STATED PROBLEM
In the excerpt on OpenRath and runtime design, what is OpenRath's Session designed to be?

Current evidence supports five claims with operational packets, one partially supported, one supported only for prerequisites, one bibliography-backed positioning, one layout smoke, and one evidence-gated (memory). All deterministic claims are rebuildable.

## Theoretical and Practical Implications

### For Runtime Design
OpenRath provides a principled answer to the **crossing-object problem** in the agent runtime stack (Table 2). Multi-agent APIs, durable graph runtimes, tracing SDKs, tool/data protocols, and real-environment benchmarks each own one layer, but leave the question: *What state moves between these layers?* OpenRath’s Session is designed to be that crossing object — carrying chunks, lineage, sandbox, tools, and memory in one inspectable flow.

The key implication is that **branchability, inspectability, and replayability become properties of the runtime value itself** rather than of controller-side conventions or post-hoc traces. This makes multi-agent systems easier to compose, debug, review, and evaluate.

RECORDED DATA
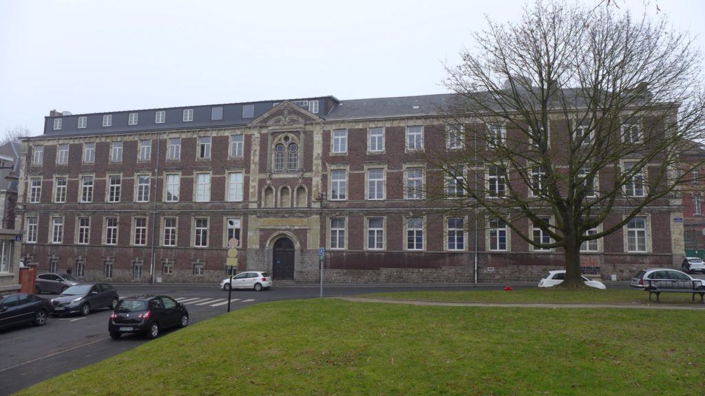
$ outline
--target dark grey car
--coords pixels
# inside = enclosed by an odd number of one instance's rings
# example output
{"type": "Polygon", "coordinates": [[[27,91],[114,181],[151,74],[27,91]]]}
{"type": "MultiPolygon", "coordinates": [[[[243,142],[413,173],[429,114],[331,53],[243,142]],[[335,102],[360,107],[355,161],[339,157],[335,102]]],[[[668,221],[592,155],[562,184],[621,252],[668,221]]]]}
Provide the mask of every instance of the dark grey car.
{"type": "Polygon", "coordinates": [[[114,309],[120,297],[115,287],[109,283],[76,285],[66,289],[59,297],[51,299],[54,315],[76,314],[87,315],[99,308],[114,309]]]}
{"type": "Polygon", "coordinates": [[[70,273],[40,273],[37,276],[35,280],[35,292],[37,295],[42,293],[59,294],[80,283],[80,280],[70,273]]]}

ANSWER FOR THIS EXERCISE
The crossing object that moves between layers of the agent runtime stack, carrying chunks, lineage, sandbox, tools, and memory in one inspectable flow.